> _Énoncé du problème_: Mets toutes les lignes des entrées ci-dessous sous forme de liste numérotée, en laissant de côté les lignes vides.

[Entrées de pointage d'objets nommés]
_____
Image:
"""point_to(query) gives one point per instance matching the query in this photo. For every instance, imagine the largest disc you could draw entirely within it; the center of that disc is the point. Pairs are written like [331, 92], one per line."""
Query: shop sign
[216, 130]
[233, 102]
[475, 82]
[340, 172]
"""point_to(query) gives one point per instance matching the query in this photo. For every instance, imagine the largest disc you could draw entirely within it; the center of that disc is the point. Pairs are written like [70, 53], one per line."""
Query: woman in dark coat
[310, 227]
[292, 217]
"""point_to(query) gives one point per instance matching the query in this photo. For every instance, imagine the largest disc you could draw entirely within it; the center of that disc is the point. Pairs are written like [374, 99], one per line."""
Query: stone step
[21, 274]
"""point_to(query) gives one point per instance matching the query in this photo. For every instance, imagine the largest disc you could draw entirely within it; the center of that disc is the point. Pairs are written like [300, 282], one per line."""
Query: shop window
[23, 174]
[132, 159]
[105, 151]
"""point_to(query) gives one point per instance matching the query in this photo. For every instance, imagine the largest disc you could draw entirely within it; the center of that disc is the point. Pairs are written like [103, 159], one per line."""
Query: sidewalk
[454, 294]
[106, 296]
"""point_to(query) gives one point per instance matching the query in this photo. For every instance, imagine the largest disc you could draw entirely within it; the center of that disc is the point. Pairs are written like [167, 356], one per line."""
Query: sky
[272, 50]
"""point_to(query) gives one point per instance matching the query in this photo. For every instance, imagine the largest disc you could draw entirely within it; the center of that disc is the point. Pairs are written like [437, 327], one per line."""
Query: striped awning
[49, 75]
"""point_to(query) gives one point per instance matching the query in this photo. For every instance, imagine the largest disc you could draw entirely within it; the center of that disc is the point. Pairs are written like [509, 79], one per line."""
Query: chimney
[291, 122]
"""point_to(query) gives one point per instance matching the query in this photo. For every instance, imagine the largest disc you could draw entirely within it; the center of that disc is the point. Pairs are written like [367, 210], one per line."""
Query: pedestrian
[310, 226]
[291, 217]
_____
> _Résultat ci-dessous_:
1. Image:
2. """point_to(query) gives one point per instance matching the query in this photo. For every instance, imagine the largest disc you could draw entirely within it; the center of that disc is the point. Pairs are written like [331, 92], one per line."""
3. Query: shop sign
4. [216, 130]
5. [233, 102]
6. [475, 82]
7. [340, 172]
8. """point_to(query) gives one point per instance matching the query in this photo. For every instance, imagine the largest disc you could draw entirely within it; the center of that disc is the point. Pairs are written like [70, 53], one per line."""
9. Query: woman in dark coat
10. [310, 227]
11. [292, 217]
12. """point_to(query) gives one point per instance matching the query in this photo. For every instance, imagine the largest disc you could draw entirely within it; the center of that disc is the point. Pairs are written like [374, 99], one per line."""
13. Query: stone step
14. [21, 274]
15. """point_to(query) gives one point per instance matching the query in this photo. For every instance, imagine the largest disc you could draw entirely within it; the center of that disc is the point. Pairs are written like [300, 282], one per line."""
16. Query: shop window
17. [23, 174]
18. [132, 159]
19. [105, 151]
20. """point_to(query) gives one point per instance matching the query in this photo. For every instance, imagine the largest disc you could draw entirely within it; the center of that disc is the point. Pairs are written like [103, 159], one per line."""
21. Query: sidewalk
22. [454, 294]
23. [106, 296]
24. """point_to(query) gives one point per instance matching the query in this photo. For every instance, imagine the largest disc you could draw entirely within it; the center of that disc is the point. Pairs are written like [167, 356], one per line."""
25. Query: sky
26. [272, 50]
27. """point_to(query) gives one point per instance matching the query in this photo. For every instance, imagine the largest disc you could draw entirely within it; the center of that disc is the point. Pairs are written like [437, 327], one per line."""
28. Query: striped awning
29. [49, 75]
30. """point_to(query) gives one point per instance matching the query in this photo. For every instance, imagine the largest disc you could draw entirely within it; the center of that disc is the point. Pairs are written like [509, 79], one per line."""
31. Query: chimney
32. [291, 122]
33. """point_to(query) gives one point per instance matching the query in this photo. For every instance, imagine the largest disc you could draw entirely within it; the center of that disc is the point. Pairs are written like [367, 210], one per line."""
34. Query: pedestrian
35. [310, 226]
36. [291, 217]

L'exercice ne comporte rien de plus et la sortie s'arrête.